_Fragmento citado_
==*==
El ex estadio Bristol, en la inter­sección de la avenida Luro con la calle España, icónico templo del boxeo marplatense, alojó al famoso gorila. El investiga­dor Alejandro Agostinelli des­cribe aquel show tan lamenta­ble como caro. Cada espectador, grande o chico, debía pagar 1.500 pesos argentinos (apro­ximadamente US$ 1,40). El muñeco que había trepado al neoyorkino Empire State Buil­ding y se enfrentó a los cazas de guerra para defender su liber­tad apenas movía sus brazos. Los organizadores propusie­ron a los niños interrogar a la bestia. “¿Estás contento en la Argentina?”, “¿extrañas a tu mamá?”, “¿usas desodo­rante?”, “¿te gustan las mucha­chas rubias?”, “¿vivirías con tu suegra?”. Bizarro. Nuevo fra­caso. Los productores se fue­ron de madrugada, en punti­llas. Abandonaron a King Kong cargado de deudas que no podía honrar. Tiempo. Herrumbre. Desguace parcial en un bal­dío.

Lamentable. Omar Giam­marco, en un viaje invernal con sus padres cuando tenía poco menos de 15 años, vio aquellos restos. Enmudeció. Tal vez una lágrima haya corrido por su mejilla adolescente. Agos­tinelli comenta que el argen­tino Daniel Venneri, residente en Uruguay, después de infor­marle por carta que al muñeco al que el ingeniero Eddie Sur­kin le diera vida en Hollywood, en su entorno de abandono, “se lo veía medio roto” en algún lugar impreciso del barrio de Devoto, en Buenos Aires, ofreció en venta “un diente del famoso gorila”. Final de opereta.
==*==
_Extractos de datos_
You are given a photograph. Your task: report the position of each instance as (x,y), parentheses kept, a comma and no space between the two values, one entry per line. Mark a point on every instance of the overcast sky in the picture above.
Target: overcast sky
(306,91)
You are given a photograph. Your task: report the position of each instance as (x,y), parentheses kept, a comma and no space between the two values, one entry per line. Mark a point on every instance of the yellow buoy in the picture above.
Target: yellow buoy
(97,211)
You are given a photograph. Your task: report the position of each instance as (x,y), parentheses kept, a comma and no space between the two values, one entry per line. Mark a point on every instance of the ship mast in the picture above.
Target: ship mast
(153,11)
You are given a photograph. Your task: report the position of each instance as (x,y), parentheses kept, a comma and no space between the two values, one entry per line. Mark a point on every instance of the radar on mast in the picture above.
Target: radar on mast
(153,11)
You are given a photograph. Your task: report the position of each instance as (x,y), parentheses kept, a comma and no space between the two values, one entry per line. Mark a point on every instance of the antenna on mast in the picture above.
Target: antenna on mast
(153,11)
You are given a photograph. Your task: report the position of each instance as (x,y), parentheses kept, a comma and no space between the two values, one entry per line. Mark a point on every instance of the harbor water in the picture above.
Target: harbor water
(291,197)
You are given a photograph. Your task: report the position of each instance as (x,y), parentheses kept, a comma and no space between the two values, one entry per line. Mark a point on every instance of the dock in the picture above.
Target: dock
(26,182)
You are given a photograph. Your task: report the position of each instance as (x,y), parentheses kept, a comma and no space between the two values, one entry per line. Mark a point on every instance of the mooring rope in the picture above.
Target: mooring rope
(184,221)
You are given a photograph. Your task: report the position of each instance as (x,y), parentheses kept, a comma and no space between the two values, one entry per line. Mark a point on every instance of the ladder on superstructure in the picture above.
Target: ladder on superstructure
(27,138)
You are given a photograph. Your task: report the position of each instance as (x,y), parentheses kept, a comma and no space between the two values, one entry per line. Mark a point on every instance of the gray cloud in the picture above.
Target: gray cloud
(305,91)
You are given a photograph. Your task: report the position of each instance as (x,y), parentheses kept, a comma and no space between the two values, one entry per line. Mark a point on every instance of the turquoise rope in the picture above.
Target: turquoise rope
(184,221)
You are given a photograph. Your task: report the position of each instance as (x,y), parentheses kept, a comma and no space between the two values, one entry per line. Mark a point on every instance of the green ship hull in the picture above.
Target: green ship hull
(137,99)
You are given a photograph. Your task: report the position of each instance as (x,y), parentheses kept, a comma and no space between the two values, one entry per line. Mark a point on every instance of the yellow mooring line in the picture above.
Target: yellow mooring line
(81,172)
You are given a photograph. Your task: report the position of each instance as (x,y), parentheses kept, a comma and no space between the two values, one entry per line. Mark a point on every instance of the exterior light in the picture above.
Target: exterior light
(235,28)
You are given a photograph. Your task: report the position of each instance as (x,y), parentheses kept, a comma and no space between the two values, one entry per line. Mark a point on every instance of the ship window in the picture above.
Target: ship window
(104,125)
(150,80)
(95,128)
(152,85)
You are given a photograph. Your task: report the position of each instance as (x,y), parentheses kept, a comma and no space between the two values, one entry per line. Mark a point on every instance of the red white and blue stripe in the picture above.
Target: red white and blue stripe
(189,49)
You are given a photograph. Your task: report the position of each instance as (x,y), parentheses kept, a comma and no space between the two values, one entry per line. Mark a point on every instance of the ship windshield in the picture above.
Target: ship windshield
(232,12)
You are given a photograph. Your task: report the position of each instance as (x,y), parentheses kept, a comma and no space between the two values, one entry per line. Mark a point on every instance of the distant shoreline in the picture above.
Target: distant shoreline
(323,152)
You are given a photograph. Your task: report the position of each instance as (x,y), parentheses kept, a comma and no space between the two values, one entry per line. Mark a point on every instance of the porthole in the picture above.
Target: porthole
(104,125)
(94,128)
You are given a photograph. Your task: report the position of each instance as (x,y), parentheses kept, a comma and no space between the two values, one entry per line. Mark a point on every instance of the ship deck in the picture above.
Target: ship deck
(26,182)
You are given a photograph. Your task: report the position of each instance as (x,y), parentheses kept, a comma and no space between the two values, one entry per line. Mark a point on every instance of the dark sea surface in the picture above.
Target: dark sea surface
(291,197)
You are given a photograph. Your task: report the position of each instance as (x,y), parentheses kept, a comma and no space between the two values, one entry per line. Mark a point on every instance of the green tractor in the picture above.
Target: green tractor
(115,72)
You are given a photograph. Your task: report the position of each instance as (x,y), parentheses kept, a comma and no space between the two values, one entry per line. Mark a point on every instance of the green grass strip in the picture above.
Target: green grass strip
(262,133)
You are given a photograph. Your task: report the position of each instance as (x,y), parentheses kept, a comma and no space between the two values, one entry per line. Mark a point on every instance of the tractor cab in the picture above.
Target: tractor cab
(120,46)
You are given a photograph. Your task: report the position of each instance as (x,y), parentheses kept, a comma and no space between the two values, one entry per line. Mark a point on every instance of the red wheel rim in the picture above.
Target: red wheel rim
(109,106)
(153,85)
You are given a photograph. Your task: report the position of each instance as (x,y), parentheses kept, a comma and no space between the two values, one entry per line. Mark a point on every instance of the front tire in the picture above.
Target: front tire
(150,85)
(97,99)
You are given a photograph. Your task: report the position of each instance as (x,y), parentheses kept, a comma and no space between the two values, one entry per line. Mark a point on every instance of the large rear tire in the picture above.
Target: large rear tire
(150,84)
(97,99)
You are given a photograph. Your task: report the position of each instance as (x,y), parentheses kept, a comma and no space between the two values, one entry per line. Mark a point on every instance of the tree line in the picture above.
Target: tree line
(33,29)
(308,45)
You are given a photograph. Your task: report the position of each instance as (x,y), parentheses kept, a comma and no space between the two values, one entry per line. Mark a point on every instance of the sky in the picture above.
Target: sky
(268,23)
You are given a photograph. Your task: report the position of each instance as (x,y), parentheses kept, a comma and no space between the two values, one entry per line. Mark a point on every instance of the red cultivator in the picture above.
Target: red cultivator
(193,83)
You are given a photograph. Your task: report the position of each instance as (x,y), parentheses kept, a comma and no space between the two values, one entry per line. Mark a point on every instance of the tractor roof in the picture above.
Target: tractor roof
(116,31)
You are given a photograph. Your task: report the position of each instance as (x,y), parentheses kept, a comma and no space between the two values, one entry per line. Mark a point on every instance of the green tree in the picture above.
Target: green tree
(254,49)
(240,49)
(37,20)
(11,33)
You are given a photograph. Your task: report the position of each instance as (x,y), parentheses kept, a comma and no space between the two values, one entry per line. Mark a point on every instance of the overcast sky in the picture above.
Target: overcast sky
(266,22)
==*==
Actualiza el fragmento citado desde la parte que abre con las palabras "El ex estadio" hasta la que cierra con "en un bal­dío.", y escribe "títere" en lugar de "muñeco".

El ex estadio Bristol, en la inter­sección de la avenida Luro con la calle España, icónico templo del boxeo marplatense, alojó al famoso gorila. El investiga­dor Alejandro Agostinelli des­cribe aquel show tan lamenta­ble como caro. Cada espectador, grande o chico, debía pagar 1.500 pesos argentinos (apro­ximadamente US$ 1,40). El títere que había trepado al neoyorkino Empire State Buil­ding y se enfrentó a los cazas de guerra para defender su liber­tad apenas movía sus brazos. Los organizadores propusie­ron a los niños interrogar a la bestia. “¿Estás contento en la Argentina?”, “¿extrañas a tu mamá?”, “¿usas desodo­rante?”, “¿te gustan las mucha­chas rubias?”, “¿vivirías con tu suegra?”. Bizarro. Nuevo fra­caso. Los productores se fue­ron de madrugada, en punti­llas. Abandonaron a King Kong cargado de deudas que no podía honrar. Tiempo. Herrumbre. Desguace parcial en un bal­dío.